(TEXT DER SEITE)

Die Stadt Wien
als Protestraum

Eine Erfolgsgeschichte aus dem öffentlichen Raum

von Magdalena Augustin

As long as there are still spaces that can be appropriated by those who offer new and different ideas and rationalizations, there is a chance that political business-as-usual will be interrupted and things might actually change – even if this chance is not realised every day. In this sense, urban public spaces are needed more urgently than ever in our post-political times(Huning, 2016: 255).”

Vom öffentlichen Raum im Kontext der Demokratie

Im Mai 2020 hat die Ermordung des Afroamerikaners George Floyd durch rassistisch motivierte Polizeigewalt in den USA, die Welt erschüttert. Als Antwort auf die Gewalttaten gegenüber Floyd sowie vielen anderen People of Color durch die Polizei wurden, im Zuge der „Black Lives Matter“ Bewegung, öffentliche Räume auf der ganzen Welt zum Ort des politischen Widerstands. So auch der Platz der Menschenrechte, der Getreidemarkt und der Karlsplatz in Wien. Die global vernetzte Stadt wurde dabei zu einem strategischen Ort(vgl. Godehardt 2017: 5). Die Ereignisse verdeutlichten einmal mehr die enorme Relevanz des öffentlichen Raums als Ort der demokratischen Meinungsäußerung. Öffentliche Protesträume stellen einen wesentlicher Bestandteil jeder demokratischen Stadt dar.

(DATENSÄTZE)
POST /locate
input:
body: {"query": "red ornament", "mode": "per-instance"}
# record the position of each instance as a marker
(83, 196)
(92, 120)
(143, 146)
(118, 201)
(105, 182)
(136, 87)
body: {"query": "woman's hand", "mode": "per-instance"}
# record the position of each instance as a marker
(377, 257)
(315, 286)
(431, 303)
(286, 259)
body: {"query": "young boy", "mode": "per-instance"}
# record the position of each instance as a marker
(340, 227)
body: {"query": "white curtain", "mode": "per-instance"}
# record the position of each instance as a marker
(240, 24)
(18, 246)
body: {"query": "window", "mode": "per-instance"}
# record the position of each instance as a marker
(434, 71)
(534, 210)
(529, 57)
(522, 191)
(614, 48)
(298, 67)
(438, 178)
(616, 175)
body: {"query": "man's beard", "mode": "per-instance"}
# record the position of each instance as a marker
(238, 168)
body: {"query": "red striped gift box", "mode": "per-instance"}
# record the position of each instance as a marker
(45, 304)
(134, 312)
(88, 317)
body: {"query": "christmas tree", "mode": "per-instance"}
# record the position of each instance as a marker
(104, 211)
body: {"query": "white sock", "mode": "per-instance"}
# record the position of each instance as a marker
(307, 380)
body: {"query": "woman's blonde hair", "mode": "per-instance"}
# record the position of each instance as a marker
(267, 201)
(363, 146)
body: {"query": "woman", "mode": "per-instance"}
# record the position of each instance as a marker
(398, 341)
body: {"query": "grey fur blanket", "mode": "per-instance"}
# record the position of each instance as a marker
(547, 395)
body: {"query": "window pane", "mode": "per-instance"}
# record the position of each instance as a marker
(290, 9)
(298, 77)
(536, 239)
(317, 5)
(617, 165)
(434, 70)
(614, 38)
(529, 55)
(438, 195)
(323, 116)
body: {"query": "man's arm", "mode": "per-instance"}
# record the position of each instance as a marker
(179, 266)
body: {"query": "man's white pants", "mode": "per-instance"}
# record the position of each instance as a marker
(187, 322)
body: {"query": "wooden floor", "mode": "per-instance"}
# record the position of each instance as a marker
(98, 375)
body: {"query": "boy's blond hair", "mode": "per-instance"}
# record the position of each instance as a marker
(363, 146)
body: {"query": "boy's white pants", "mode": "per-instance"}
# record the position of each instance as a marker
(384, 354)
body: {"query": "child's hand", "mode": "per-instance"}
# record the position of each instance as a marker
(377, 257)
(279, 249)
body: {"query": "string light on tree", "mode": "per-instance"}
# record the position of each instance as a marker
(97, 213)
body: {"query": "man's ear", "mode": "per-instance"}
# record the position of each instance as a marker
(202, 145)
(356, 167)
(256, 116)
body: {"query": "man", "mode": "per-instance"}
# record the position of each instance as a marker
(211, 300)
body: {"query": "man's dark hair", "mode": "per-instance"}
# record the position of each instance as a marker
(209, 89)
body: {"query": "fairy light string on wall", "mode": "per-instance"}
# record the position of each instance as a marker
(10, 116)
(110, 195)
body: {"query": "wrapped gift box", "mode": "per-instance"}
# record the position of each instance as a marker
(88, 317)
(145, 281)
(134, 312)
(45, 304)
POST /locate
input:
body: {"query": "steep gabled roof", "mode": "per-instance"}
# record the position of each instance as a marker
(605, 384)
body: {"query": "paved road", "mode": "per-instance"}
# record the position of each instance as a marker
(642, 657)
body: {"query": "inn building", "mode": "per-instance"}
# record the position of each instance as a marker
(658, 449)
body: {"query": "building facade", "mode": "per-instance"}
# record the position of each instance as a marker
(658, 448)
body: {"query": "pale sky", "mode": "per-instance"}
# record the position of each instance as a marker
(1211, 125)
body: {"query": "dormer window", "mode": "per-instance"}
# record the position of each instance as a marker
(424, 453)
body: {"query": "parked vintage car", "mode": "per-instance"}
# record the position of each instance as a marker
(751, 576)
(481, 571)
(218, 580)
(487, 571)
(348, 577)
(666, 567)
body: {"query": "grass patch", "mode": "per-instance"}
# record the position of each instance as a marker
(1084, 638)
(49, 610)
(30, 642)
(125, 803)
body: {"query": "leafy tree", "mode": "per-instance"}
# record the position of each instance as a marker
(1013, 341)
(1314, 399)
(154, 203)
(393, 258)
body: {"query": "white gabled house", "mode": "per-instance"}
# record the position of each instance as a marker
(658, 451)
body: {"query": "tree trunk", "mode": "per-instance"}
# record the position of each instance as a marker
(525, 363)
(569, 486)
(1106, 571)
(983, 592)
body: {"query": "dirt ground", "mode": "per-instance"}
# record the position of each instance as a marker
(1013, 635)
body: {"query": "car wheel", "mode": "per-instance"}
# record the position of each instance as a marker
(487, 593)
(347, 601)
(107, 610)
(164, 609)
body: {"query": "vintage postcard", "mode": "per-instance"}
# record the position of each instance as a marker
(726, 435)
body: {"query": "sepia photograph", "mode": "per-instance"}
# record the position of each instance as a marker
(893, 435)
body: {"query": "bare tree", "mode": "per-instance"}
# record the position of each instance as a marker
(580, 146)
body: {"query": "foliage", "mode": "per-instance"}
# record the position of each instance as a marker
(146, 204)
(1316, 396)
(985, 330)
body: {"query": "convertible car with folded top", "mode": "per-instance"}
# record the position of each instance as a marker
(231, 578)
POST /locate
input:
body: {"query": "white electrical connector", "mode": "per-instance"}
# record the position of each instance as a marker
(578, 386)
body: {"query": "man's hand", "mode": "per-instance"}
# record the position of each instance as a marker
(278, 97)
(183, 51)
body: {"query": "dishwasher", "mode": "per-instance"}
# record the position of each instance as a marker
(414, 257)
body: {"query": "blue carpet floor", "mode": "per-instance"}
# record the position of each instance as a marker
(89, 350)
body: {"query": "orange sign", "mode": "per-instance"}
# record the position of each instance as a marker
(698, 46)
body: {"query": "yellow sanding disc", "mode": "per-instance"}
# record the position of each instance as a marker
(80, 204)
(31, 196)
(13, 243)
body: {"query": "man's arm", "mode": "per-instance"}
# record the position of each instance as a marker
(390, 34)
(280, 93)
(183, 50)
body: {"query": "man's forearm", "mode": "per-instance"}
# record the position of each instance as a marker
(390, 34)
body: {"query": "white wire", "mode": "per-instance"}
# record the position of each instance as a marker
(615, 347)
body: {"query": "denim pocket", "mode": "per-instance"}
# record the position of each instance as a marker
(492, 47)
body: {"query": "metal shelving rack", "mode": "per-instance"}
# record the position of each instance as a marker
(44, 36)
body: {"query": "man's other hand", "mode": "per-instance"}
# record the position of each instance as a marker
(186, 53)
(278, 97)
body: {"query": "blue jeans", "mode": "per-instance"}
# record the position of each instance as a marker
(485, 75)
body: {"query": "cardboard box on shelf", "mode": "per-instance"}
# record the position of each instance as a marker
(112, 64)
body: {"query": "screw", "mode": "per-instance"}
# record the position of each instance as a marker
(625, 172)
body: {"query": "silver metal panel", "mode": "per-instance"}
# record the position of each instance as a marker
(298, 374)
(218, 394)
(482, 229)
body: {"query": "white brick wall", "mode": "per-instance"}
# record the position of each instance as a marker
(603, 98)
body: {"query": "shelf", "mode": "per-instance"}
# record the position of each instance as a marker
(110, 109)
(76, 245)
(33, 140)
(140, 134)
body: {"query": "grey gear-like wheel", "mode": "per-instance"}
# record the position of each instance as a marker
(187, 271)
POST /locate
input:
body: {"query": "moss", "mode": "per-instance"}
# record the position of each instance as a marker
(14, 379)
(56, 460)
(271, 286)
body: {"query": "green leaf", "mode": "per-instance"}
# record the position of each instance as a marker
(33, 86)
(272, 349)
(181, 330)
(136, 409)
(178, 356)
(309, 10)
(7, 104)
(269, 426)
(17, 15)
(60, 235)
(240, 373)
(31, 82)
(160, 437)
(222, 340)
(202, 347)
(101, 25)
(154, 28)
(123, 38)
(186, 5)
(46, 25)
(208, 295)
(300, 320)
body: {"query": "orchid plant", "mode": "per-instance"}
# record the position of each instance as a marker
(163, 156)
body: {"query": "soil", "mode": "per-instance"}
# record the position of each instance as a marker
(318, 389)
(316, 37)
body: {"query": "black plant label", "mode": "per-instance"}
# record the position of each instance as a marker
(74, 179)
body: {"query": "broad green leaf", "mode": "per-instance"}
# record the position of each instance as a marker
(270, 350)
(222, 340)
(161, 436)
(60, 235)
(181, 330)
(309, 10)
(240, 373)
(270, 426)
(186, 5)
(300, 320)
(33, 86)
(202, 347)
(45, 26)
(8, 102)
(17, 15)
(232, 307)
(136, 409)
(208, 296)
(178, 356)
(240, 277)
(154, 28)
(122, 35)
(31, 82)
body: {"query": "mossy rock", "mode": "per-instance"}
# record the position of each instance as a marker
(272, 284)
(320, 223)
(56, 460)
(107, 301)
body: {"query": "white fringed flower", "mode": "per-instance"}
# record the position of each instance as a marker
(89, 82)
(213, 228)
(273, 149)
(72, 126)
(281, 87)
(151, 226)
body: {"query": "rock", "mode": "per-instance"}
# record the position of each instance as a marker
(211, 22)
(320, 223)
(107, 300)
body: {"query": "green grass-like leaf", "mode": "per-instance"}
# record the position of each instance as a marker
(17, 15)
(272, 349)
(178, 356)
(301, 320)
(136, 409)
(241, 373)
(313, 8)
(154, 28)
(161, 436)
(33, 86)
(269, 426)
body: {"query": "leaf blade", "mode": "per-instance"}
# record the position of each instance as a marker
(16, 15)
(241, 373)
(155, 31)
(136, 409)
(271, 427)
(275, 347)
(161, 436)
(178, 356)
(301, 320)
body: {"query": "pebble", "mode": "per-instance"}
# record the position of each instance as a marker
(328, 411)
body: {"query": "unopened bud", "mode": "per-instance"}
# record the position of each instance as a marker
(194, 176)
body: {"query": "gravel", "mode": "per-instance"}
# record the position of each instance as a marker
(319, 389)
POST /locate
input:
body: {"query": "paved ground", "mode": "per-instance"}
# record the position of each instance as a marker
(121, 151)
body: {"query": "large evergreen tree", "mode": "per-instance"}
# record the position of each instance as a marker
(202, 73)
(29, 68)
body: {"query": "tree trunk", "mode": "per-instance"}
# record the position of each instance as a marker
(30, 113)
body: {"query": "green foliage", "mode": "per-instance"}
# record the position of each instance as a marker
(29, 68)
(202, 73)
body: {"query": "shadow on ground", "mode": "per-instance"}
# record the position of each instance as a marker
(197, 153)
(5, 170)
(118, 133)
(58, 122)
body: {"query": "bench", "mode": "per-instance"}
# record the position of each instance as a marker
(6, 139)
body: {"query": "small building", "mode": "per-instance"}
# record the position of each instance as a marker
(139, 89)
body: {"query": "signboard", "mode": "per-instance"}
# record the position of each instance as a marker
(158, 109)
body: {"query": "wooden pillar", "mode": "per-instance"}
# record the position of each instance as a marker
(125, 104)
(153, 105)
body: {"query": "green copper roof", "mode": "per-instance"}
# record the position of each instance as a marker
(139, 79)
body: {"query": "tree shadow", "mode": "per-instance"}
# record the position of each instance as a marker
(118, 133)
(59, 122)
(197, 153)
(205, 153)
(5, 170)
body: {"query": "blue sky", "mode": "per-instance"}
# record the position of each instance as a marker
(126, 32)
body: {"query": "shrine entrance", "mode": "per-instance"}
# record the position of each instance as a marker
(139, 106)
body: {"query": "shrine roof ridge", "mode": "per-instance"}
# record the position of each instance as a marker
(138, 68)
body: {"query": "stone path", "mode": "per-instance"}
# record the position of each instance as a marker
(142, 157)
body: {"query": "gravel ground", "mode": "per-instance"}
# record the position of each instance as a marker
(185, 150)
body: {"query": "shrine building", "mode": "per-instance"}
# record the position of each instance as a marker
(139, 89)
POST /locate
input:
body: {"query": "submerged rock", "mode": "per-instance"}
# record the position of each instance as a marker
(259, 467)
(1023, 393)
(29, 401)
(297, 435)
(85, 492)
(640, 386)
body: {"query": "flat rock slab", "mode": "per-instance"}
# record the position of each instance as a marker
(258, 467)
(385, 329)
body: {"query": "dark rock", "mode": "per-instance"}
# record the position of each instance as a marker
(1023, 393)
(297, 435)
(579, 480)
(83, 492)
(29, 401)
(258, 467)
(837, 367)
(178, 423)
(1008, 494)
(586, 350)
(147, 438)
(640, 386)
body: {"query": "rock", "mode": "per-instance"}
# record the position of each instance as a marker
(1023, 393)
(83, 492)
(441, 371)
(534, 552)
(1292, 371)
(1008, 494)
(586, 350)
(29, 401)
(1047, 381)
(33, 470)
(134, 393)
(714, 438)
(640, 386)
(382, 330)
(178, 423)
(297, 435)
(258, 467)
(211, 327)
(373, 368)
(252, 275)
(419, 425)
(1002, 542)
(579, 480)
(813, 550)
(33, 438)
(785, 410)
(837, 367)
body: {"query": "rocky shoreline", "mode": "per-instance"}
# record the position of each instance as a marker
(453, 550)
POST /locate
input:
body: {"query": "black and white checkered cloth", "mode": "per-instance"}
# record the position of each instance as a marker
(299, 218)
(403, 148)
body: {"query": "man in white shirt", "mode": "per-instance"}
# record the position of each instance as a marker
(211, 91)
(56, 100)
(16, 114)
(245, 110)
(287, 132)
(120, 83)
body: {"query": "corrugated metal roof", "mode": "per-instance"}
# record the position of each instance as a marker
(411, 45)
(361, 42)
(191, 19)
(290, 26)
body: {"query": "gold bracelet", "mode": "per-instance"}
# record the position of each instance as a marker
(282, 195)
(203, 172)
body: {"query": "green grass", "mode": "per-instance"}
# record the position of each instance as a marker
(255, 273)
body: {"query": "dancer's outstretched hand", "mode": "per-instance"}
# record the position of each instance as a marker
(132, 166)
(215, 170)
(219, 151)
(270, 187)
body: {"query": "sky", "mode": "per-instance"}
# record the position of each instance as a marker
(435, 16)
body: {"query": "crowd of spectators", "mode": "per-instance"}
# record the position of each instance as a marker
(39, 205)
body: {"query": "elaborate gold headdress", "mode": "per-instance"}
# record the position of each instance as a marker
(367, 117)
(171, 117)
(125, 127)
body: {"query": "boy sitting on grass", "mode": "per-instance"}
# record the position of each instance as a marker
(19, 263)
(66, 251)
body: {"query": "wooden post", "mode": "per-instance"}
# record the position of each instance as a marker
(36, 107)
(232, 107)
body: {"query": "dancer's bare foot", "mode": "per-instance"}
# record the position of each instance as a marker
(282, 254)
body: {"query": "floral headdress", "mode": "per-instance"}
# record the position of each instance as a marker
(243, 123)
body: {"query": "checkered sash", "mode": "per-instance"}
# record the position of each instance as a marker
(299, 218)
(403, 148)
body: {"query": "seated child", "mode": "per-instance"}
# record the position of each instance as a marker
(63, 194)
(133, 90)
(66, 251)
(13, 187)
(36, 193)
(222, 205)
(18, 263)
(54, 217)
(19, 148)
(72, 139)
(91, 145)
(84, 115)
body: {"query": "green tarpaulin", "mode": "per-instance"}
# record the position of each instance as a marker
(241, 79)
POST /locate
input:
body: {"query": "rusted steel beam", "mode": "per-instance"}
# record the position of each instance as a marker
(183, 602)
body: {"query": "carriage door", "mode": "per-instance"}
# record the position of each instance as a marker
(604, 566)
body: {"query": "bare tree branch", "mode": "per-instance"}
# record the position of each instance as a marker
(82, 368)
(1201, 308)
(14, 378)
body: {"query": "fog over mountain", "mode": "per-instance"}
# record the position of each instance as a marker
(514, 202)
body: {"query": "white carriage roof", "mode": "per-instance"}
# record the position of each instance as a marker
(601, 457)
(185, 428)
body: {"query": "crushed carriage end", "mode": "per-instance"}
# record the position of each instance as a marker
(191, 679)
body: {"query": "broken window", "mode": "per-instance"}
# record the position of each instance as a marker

(DEINE AUFGABEN)
1) Kopiere aus dem Text über Wien als Protestraum wortgetreu alles von „Vom öffentlichen Raum“ bis hinunter zu „demokratischen Stadt dar.“.
2) Welche Plätze in Wien wurden laut dem Text über Wien als Protestraum im Zuge der „Black Lives Matter“-Bewegung zum Ort des politischen Widerstands?

(DIE LÖSUNGEN)
1)
Vom öffentlichen Raum im Kontext der Demokratie

Im Mai 2020 hat die Ermordung des Afroamerikaners George Floyd durch rassistisch motivierte Polizeigewalt in den USA, die Welt erschüttert. Als Antwort auf die Gewalttaten gegenüber Floyd sowie vielen anderen People of Color durch die Polizei wurden, im Zuge der „Black Lives Matter“ Bewegung, öffentliche Räume auf der ganzen Welt zum Ort des politischen Widerstands. So auch der Platz der Menschenrechte, der Getreidemarkt und der Karlsplatz in Wien. Die global vernetzte Stadt wurde dabei zu einem strategischen Ort(vgl. Godehardt 2017: 5). Die Ereignisse verdeutlichten einmal mehr die enorme Relevanz des öffentlichen Raums als Ort der demokratischen Meinungsäußerung. Öffentliche Protesträume stellen einen wesentlicher Bestandteil jeder demokratischen Stadt dar.

2) Der Platz der Menschenrechte, der Getreidemarkt und der Karlsplatz.